→ DIRECTIVE
Copy out every row below word for word, leaving out the pictures.

→ DATA SECTION
-- begin --

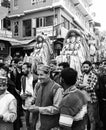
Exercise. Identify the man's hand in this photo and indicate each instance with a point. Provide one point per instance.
(1, 117)
(33, 108)
(83, 86)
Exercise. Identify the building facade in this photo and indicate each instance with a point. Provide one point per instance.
(52, 17)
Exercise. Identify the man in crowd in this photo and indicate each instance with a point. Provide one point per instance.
(88, 81)
(11, 87)
(73, 107)
(48, 95)
(57, 72)
(28, 82)
(102, 94)
(8, 106)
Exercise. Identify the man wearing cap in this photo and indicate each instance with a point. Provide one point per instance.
(48, 95)
(8, 106)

-- end --

→ RESPONSE
Exercise. Identify the man's hand in this photo and indicate each instance with a point. Provide one point per instance.
(1, 117)
(33, 108)
(83, 86)
Exercise. Identify the building facade in this photo and indicate each instance with a point. Provide one point per instance.
(52, 17)
Exercise. Identify the man in crowd in this photo and indicate each instance with a point. Provide one point per instance.
(88, 81)
(11, 87)
(73, 107)
(48, 95)
(57, 72)
(28, 82)
(102, 94)
(8, 106)
Exercise. Identify the man wearing cap in this photo and indicate each instance with a point. Provide one point per instance.
(48, 95)
(8, 106)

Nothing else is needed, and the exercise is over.